### Work required
Would you restate, exactly as they appear, the lines from the one containing "Note to the class: find the overcast" through the end of the data below?

>> START Data for processing

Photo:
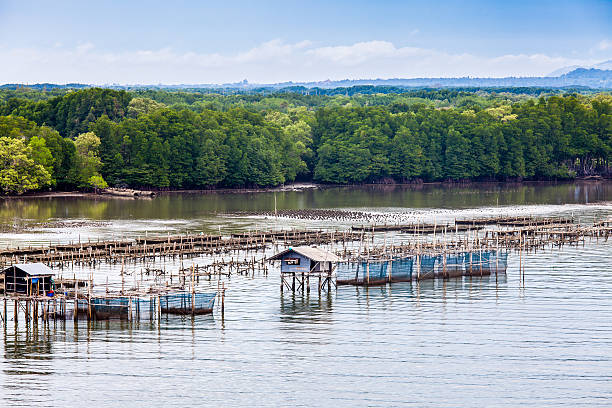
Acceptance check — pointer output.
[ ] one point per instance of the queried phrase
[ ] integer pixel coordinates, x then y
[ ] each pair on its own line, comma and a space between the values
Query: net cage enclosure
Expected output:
407, 268
145, 307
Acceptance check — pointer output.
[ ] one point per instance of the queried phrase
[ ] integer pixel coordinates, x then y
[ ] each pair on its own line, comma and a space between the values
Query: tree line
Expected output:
93, 138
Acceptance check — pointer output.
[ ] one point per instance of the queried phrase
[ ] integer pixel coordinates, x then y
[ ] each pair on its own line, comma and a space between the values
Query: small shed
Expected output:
302, 262
28, 279
305, 260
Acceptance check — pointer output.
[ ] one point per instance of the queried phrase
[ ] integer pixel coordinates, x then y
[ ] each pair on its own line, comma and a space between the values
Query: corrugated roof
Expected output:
313, 253
35, 269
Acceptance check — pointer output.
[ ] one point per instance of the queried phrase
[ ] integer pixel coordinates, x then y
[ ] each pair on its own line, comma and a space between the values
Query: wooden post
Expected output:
223, 301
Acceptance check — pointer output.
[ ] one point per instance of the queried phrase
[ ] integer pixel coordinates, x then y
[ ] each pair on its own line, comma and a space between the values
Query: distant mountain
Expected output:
596, 78
606, 65
563, 71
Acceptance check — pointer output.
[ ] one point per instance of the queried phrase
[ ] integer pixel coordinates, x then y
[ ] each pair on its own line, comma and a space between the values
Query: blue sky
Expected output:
273, 41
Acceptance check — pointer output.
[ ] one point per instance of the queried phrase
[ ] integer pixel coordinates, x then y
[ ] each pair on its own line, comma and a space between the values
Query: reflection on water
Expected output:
189, 206
471, 341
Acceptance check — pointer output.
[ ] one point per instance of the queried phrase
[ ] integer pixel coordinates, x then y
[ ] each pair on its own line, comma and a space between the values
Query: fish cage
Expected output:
143, 307
117, 307
187, 303
379, 272
374, 272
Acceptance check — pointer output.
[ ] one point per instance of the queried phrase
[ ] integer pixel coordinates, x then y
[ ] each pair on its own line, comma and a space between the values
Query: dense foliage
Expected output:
95, 137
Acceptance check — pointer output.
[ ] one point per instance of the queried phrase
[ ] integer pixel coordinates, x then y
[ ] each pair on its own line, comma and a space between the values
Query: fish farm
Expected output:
35, 282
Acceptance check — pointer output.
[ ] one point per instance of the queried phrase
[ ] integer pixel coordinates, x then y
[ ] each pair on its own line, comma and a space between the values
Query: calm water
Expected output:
466, 342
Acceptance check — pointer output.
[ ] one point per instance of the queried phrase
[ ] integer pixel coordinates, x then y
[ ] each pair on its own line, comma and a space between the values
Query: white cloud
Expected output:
272, 61
604, 45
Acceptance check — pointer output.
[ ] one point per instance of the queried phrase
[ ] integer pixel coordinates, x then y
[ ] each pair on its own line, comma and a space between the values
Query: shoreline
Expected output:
293, 187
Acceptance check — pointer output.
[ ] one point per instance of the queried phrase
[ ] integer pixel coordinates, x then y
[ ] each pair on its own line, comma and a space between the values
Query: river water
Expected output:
461, 342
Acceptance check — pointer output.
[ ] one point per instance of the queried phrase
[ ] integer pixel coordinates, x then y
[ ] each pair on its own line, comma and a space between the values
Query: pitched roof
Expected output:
313, 253
34, 269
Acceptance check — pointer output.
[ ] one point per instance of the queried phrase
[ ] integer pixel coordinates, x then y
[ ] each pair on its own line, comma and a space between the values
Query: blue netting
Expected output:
186, 302
428, 266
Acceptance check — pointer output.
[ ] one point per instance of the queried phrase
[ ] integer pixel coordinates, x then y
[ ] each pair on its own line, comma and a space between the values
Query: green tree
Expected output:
19, 171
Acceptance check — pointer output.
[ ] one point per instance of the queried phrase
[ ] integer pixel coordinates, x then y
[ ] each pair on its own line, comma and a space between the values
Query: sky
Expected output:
200, 42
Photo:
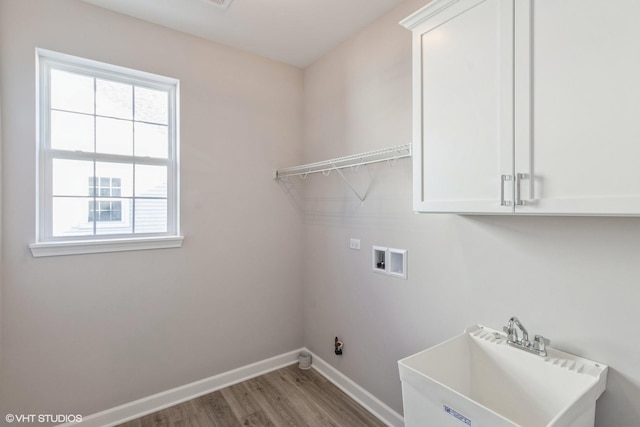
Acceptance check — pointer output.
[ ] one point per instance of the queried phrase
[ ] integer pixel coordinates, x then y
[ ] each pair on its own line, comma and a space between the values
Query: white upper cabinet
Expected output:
527, 107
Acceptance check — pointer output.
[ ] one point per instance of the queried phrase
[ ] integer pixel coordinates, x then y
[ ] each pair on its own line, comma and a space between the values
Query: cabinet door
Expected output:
577, 107
463, 106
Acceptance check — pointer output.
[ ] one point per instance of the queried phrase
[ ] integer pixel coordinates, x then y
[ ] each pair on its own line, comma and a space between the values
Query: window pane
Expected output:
70, 216
114, 99
109, 173
151, 181
72, 177
152, 105
71, 92
151, 140
151, 216
71, 131
114, 136
113, 216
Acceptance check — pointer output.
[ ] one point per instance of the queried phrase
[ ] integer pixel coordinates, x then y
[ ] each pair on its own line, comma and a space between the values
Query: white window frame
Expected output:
48, 245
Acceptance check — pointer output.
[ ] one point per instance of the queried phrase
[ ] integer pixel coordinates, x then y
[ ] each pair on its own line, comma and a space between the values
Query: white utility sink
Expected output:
477, 379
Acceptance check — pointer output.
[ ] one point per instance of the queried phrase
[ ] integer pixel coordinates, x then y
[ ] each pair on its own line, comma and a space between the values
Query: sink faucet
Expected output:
521, 340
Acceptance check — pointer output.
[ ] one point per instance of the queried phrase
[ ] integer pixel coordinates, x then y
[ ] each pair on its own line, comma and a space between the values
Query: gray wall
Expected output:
82, 334
574, 280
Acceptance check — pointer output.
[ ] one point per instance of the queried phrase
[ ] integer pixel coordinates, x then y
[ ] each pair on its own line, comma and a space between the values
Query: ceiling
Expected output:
295, 32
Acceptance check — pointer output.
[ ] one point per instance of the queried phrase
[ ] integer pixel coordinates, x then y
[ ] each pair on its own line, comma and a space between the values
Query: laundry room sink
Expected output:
477, 379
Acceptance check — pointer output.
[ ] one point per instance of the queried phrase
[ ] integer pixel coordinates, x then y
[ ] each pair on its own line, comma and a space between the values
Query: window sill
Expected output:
79, 247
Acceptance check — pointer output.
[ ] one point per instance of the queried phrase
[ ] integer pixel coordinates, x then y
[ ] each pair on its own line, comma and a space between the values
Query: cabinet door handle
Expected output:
503, 179
519, 178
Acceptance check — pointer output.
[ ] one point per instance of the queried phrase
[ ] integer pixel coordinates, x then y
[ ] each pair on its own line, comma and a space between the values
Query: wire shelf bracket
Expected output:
354, 161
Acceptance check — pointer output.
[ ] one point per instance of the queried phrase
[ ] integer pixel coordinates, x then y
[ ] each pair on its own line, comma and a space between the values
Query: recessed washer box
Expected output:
390, 261
380, 259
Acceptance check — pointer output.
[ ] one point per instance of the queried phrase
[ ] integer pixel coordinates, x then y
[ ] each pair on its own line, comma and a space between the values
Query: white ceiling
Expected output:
296, 32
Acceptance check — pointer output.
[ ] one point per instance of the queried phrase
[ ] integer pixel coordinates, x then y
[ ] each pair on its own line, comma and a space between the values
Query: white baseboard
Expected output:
148, 405
371, 403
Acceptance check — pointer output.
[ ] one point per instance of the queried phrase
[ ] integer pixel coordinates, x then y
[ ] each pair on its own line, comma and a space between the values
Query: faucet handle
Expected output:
540, 343
512, 336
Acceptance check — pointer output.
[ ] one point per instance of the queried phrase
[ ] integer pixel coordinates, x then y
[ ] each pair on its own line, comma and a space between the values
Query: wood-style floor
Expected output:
286, 397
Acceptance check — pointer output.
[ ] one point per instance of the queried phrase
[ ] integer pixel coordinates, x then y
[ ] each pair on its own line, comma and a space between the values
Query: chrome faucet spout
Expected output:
521, 340
525, 335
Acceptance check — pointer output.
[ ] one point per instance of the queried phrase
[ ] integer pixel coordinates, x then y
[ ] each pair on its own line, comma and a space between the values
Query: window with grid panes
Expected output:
108, 152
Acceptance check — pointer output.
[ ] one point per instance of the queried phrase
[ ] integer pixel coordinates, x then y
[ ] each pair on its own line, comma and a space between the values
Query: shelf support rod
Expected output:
361, 198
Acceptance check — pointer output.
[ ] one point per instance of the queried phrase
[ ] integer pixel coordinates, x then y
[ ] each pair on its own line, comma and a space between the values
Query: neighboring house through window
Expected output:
107, 157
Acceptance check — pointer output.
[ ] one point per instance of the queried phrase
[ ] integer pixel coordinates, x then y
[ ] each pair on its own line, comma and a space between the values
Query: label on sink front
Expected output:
456, 414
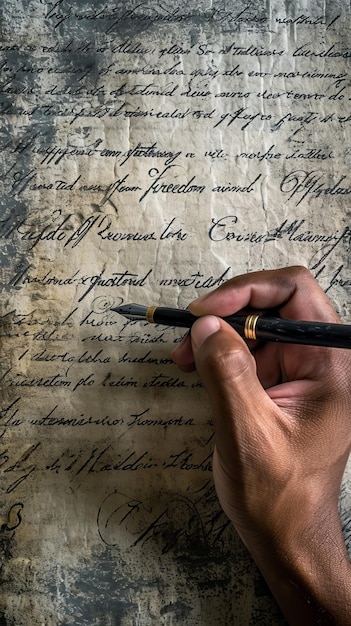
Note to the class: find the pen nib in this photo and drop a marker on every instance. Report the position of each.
(131, 311)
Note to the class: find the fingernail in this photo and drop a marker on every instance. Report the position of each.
(203, 328)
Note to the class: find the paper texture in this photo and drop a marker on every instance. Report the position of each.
(149, 152)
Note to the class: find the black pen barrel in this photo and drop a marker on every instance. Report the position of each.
(266, 328)
(173, 317)
(304, 332)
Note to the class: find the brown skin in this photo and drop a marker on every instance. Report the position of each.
(282, 419)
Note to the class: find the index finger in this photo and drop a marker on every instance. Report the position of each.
(291, 290)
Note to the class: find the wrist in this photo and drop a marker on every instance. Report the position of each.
(308, 570)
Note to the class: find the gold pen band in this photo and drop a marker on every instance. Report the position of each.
(250, 326)
(149, 315)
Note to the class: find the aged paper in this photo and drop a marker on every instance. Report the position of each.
(149, 151)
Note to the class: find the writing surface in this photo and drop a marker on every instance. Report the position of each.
(149, 153)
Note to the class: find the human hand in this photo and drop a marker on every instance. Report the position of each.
(282, 428)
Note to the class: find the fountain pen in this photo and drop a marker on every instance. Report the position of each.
(249, 326)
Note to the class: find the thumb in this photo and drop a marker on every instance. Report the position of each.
(228, 371)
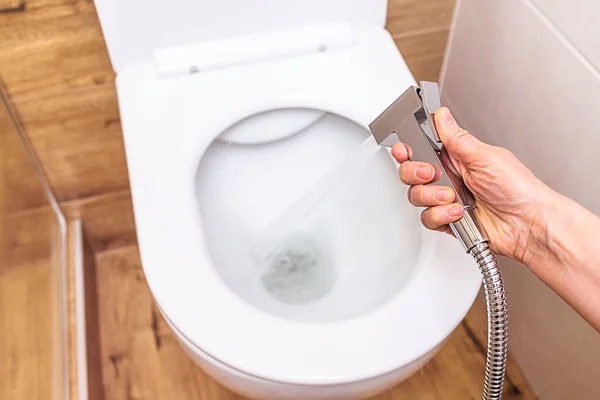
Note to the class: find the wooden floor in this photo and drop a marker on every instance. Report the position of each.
(141, 359)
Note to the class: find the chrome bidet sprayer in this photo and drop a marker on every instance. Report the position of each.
(409, 119)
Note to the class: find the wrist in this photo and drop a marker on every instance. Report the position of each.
(538, 245)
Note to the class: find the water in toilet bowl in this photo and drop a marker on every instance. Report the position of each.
(339, 257)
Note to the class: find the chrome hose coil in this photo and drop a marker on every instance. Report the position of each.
(497, 321)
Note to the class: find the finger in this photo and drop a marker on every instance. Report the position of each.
(427, 196)
(401, 152)
(417, 173)
(460, 143)
(438, 216)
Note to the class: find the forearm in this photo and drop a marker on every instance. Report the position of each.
(565, 254)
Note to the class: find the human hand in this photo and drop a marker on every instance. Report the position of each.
(511, 201)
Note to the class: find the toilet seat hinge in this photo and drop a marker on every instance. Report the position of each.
(249, 49)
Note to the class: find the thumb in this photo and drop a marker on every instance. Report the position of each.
(465, 147)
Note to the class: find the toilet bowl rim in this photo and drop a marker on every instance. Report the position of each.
(303, 371)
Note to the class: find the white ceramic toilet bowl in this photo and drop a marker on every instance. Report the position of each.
(338, 346)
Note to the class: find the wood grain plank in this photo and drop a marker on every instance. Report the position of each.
(142, 360)
(77, 138)
(27, 342)
(20, 187)
(424, 53)
(417, 15)
(51, 47)
(28, 237)
(108, 219)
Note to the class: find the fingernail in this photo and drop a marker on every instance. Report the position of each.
(444, 195)
(423, 173)
(455, 211)
(447, 117)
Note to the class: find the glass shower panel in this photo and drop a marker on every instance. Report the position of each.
(33, 362)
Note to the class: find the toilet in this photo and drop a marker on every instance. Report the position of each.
(232, 111)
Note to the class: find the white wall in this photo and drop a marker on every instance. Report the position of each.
(524, 74)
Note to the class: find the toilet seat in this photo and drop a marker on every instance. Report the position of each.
(169, 122)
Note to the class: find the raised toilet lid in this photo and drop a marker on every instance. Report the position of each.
(169, 123)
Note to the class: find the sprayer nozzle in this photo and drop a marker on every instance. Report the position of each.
(410, 119)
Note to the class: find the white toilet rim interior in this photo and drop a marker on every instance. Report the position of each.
(216, 320)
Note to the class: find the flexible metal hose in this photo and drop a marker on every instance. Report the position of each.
(497, 321)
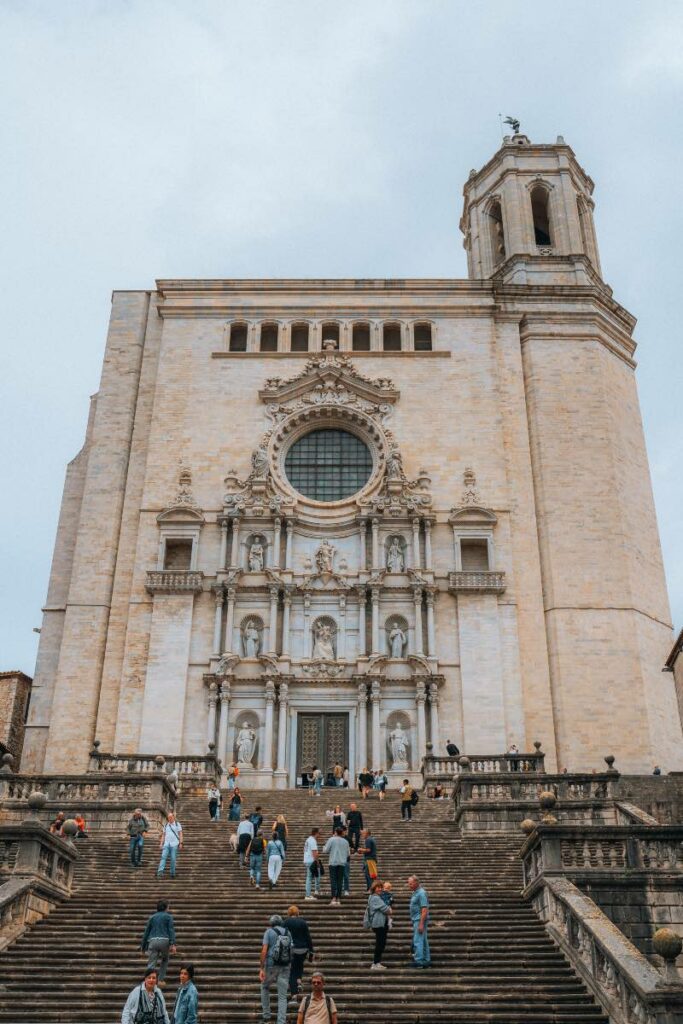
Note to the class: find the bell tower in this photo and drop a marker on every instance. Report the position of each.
(527, 216)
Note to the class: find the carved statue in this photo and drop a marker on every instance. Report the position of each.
(395, 560)
(252, 639)
(259, 462)
(256, 556)
(245, 743)
(396, 641)
(398, 747)
(325, 557)
(394, 465)
(324, 647)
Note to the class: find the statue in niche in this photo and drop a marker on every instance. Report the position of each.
(398, 747)
(252, 639)
(394, 465)
(324, 647)
(395, 560)
(245, 743)
(256, 555)
(397, 640)
(325, 557)
(259, 462)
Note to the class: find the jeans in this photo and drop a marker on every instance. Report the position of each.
(166, 850)
(158, 955)
(421, 953)
(135, 850)
(380, 942)
(296, 971)
(336, 880)
(315, 881)
(255, 864)
(274, 867)
(280, 978)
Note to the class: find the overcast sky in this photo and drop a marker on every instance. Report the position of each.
(213, 139)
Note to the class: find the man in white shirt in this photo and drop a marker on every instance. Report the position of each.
(171, 842)
(310, 859)
(245, 836)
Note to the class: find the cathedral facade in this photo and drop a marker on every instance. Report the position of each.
(319, 521)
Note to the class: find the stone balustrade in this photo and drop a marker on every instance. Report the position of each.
(105, 802)
(174, 582)
(36, 875)
(480, 582)
(627, 985)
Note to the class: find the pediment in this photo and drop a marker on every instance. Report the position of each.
(329, 376)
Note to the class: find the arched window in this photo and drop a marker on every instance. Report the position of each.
(391, 338)
(299, 338)
(496, 233)
(269, 337)
(422, 337)
(360, 341)
(541, 214)
(239, 337)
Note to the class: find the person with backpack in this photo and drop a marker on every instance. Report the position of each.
(275, 965)
(317, 1008)
(255, 852)
(274, 855)
(186, 997)
(171, 842)
(409, 799)
(159, 940)
(377, 916)
(145, 1004)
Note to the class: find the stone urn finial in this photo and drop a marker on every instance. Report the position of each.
(547, 799)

>> END Data for processing

### Correct output
Note to the class: find the overcast sky in this photo and drop a marker on every instance. Report the position of each.
(213, 139)
Note to the class: find the man in white shirt in this photo and drop a marker on every instance. Report the position of each.
(171, 842)
(310, 859)
(245, 836)
Note to the class: find the cathedral facade in this photo and drop a marker on every instance. Report the position of each.
(319, 521)
Note to the class: find the stone balustrade in this photo and drop a marker on every instance. Report the position of each.
(105, 802)
(174, 582)
(36, 875)
(480, 582)
(627, 985)
Note to the class: find the pediment in this photo and drop a marker on every instance. Report the position of each.
(329, 376)
Note to the class: find the arched window in this photo and drop a marker on every instance. Report the position of each.
(391, 338)
(299, 338)
(496, 233)
(269, 337)
(422, 337)
(360, 341)
(541, 214)
(239, 337)
Note to the class: find the person with backpack in this photo and drop a marker on every instance. Report the position of each.
(275, 965)
(317, 1008)
(255, 852)
(274, 855)
(186, 997)
(171, 842)
(409, 799)
(159, 940)
(377, 916)
(145, 1004)
Note to the class: find the stone urn finial in this photo and drop a marker on every instance. Report the position of each.
(547, 799)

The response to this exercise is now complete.